* **MATERIALS PROVIDED**

________________________

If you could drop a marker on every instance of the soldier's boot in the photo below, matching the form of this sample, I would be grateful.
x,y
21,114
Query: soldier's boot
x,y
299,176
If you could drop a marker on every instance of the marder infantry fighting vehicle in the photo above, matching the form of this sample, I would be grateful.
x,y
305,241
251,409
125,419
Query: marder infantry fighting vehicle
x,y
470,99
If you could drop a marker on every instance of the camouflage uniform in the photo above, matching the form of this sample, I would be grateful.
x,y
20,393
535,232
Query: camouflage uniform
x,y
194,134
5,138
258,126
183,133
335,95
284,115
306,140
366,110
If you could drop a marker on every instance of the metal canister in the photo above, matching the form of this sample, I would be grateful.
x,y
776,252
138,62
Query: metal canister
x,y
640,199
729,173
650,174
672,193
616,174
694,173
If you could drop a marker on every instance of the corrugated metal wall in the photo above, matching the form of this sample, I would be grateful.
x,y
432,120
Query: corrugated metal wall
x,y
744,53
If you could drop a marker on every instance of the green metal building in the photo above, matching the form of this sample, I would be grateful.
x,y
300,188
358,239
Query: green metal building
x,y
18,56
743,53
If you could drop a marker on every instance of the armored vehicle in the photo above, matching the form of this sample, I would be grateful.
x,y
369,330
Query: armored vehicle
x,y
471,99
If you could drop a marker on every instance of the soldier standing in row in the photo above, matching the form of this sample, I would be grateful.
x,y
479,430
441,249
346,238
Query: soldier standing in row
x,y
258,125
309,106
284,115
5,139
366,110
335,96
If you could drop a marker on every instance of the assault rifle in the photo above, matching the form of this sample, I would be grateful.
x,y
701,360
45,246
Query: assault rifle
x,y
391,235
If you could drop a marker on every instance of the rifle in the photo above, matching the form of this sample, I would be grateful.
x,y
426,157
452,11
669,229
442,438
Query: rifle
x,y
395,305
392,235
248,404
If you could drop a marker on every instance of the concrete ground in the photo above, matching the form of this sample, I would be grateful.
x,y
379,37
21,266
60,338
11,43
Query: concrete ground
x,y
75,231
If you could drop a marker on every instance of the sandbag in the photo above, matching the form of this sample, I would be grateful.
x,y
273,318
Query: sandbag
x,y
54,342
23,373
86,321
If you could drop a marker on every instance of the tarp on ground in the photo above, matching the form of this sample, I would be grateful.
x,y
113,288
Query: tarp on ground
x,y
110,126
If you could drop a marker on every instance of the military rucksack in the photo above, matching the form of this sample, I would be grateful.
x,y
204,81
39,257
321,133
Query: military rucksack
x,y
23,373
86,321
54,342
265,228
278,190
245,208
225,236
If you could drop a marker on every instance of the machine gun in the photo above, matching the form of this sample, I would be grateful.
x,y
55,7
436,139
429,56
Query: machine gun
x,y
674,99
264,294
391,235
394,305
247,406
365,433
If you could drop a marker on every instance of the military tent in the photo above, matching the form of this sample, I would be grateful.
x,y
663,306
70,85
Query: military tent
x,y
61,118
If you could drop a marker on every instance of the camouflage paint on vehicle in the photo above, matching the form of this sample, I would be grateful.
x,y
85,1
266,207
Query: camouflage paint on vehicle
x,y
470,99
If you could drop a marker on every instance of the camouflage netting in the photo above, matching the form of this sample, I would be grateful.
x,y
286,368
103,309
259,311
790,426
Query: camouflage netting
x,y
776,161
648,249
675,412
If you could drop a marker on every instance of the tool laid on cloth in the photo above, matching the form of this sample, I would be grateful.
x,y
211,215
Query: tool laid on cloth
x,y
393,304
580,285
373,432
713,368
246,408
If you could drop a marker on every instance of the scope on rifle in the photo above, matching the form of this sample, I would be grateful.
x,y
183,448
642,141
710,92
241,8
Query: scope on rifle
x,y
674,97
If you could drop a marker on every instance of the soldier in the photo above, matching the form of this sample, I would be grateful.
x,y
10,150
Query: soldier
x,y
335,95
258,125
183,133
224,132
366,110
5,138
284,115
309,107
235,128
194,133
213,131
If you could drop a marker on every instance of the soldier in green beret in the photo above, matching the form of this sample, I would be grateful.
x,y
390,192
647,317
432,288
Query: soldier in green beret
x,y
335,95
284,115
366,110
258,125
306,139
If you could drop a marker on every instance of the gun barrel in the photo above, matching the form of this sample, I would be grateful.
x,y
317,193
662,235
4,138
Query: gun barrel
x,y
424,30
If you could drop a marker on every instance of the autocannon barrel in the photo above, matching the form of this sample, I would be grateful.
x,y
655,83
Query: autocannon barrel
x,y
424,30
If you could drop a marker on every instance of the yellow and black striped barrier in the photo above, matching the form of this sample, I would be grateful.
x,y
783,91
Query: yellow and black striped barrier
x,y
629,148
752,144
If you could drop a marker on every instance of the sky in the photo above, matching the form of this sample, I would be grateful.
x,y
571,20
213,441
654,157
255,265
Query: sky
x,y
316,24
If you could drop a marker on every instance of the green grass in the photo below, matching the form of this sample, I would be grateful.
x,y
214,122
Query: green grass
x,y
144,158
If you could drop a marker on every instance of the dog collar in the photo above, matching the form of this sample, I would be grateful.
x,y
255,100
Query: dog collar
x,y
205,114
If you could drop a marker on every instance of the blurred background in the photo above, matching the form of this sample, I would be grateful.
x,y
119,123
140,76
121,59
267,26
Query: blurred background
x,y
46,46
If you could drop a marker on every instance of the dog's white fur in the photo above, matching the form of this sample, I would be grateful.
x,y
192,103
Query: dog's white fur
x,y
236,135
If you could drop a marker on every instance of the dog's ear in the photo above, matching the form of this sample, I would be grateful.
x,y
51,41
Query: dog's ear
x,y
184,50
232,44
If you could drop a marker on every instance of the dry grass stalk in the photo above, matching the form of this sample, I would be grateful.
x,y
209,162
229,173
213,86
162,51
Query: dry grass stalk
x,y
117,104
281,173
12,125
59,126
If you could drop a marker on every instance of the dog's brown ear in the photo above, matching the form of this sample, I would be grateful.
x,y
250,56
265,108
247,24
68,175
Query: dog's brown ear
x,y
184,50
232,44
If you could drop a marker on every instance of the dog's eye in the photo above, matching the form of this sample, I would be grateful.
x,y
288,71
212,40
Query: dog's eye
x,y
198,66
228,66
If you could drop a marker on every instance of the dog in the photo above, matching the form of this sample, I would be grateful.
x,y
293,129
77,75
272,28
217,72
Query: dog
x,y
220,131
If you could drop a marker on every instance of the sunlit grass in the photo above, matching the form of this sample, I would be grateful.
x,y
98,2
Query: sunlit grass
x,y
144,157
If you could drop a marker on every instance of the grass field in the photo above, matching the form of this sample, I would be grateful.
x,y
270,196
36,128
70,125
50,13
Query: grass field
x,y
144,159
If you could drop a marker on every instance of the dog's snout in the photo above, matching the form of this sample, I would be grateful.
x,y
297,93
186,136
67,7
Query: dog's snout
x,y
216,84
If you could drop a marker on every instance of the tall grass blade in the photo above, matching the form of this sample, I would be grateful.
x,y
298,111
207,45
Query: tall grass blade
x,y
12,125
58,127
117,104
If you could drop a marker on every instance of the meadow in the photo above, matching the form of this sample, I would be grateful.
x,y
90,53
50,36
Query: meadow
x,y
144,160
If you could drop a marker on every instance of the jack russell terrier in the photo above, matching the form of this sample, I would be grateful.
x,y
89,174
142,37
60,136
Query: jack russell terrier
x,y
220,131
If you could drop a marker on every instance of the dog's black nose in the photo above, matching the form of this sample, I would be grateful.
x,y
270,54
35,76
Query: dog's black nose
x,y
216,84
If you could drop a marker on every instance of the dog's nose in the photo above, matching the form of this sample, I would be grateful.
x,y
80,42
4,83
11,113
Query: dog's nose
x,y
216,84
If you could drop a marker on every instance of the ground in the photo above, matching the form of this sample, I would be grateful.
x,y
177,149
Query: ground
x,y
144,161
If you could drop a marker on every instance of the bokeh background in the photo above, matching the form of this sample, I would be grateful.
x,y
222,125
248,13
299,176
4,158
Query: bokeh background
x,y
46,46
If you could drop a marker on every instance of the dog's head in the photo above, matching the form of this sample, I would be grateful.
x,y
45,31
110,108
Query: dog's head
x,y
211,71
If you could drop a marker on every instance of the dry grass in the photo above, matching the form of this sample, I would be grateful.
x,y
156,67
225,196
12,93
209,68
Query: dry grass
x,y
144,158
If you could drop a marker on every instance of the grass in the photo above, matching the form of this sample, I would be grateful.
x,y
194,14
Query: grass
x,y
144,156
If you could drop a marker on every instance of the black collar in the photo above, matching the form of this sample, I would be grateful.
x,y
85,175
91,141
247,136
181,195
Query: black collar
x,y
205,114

________________________

Starting at the item line that contains "of the bokeh" and running through the end of the items, write those lines out again with "black collar" replaced by "leather collar" and everything else left as it is.

* **PROBLEM SOLUTION**
If you could drop a marker on every instance of the bokeh background in the photo above, matching the form of this sample, I would be grateful.
x,y
222,125
248,13
299,176
4,158
Query: bokeh background
x,y
46,46
If you could drop a marker on every instance of the dog's head in the photo above, matching the form of this sample, I would be grateful.
x,y
45,31
110,108
Query: dog's head
x,y
211,71
If you could drop a marker on every instance of the dry grass in the photo above, matching the form of this sample, I would be grateful.
x,y
156,67
225,196
12,93
209,68
Query: dry grass
x,y
144,158
If you could drop a marker on every instance of the grass in the photo above, matching the form of this sample, I would be grateful.
x,y
194,14
Query: grass
x,y
144,156
If you could drop a marker on every instance of the leather collar in the photo above, matching the form of this sample, I would be grateful.
x,y
85,175
91,141
247,136
181,195
Query: leather collar
x,y
205,114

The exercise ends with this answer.